- _Tasks for this exercise_:
(A) Name each numbered realization listed in the post below about moving from restaurant work to temping.
(B) Supply the next part of the post about moving from restaurant work to temping, picking up directly after its final line.

- _Source document_:
============================================================

I have officially flew the coop. Ok well maybe not entirely, but in spirit at least. I am transitioning from running my ass around a restaurant for shitty tippers to sitting at a desk and smiling at everyone. Yes, I have gone to temping, everyone. And in this moment of transition, I have realized a thing or 2...or 5.
1) I hate people
I know, it seems a bit much. But honestly, after working at a restaurant in a MALL, you see quite a plethora of people. All different walks of life come in. And it ain't pretty. So maybe I don't hate all people, but a great many that I have come across. I have probably come across more wackos treating me like shit than the average joe who has all limbs or isn't horribly disfigured. That is impressive. And it has caused me to hate people, whether I want to or not.
2) I am not a friendly person
I used to be. Seriously. Ask anyone from like...3 years ago or so. I can even fake friendly still! But I am coming to terms with the fact that I am not, by nature, friendly anymore. Friendly has become something I put on to get a tip. An act. And so genuine friendliness is long dead. I want to be friendly. But when I try, I just sound high pitched and insincere. Ever seen pictures where a person is smiling but their eyes are kinda dead? That is me most of the time when I try to be friendly these days.
3) I am lazy.

============================================================

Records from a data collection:
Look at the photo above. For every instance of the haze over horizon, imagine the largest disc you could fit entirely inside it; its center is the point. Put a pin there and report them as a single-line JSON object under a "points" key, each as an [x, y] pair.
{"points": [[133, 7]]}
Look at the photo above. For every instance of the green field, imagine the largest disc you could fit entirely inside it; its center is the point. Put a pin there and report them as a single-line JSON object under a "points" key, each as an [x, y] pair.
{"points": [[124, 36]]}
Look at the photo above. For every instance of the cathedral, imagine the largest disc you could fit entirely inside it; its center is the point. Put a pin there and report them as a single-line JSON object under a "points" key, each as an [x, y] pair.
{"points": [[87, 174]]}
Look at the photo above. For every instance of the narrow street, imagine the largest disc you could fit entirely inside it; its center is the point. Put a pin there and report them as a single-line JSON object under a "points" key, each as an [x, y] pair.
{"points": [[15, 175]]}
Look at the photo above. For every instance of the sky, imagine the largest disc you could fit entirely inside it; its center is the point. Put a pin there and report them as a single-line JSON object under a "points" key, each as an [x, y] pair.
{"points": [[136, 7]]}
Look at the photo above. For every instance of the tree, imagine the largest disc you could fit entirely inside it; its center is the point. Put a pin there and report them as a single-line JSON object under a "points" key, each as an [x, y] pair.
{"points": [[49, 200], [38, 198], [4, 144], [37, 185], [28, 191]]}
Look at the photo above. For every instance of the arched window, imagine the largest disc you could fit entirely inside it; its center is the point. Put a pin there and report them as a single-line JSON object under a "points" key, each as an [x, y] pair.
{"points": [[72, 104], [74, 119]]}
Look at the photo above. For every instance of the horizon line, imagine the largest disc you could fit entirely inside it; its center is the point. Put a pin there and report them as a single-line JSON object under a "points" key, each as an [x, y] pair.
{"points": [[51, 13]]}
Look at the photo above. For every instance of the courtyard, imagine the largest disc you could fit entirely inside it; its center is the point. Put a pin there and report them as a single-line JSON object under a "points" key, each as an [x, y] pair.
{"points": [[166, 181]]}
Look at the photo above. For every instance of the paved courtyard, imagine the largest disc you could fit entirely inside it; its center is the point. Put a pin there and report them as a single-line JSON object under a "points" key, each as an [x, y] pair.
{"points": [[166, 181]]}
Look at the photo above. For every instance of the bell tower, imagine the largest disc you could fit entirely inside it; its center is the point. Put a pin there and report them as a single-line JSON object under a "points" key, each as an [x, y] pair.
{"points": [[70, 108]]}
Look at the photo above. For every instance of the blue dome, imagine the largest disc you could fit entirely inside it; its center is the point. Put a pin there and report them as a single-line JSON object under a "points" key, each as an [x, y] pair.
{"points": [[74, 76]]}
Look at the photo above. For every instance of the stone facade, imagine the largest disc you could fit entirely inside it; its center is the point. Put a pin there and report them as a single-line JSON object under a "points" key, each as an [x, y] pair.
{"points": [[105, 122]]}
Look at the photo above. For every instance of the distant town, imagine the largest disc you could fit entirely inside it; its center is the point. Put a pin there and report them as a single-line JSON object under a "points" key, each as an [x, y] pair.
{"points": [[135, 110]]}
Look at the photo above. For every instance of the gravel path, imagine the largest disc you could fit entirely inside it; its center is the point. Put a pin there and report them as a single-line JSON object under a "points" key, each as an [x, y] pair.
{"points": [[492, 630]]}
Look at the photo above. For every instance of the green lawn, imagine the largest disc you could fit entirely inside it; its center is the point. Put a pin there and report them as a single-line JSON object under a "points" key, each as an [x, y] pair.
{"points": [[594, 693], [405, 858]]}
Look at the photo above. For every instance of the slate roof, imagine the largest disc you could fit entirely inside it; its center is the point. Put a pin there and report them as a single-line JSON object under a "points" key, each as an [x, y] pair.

============================================================

- _Answers for this exercise_:
(A)
1) I hate people
2) I am not a friendly person
3) I am lazy.

(B)
This is the worst. I don't think I always was...I double majored in college! That's something, right? Something a highly motivated person would do, right? Anyway I am too tired and listless to write anymore about that one...
4) I love change, yet fear it with such a fierceness.
It's like my abusive husband or something. I love it, I believe that it is good for me, yet it wears me down so that I have no self esteem left! I get anxious when it is close, crave it when it is away.
5) I kinda suck at office jobs so far.
At least it feels like it. Maybe it is the role of the temp to feel this way. But I want to relax and have a good time and meet everyone and laugh and be crude and stuff here and there, WHILE still getting shit done, and done well. Why can't an office have it both ways? Maybe I am just starting out in the wrong office. We shall see. But I do feel very stifled in this environment. Sorta like I am in Church or something.
6) Being poor is scary but sometimes necessary.
To get where you need to go, you gotta suck it up sometimes and be poor. Entry level office jobs help that, because you go home and make dinner and then are so tired you don't go out and spend money. So being a loser after 9pm saves you money and allows you to work at an office without feeling too poor! It's a lovely cycle, really.
7) I can still change!!!!!!!!!!!!!!!!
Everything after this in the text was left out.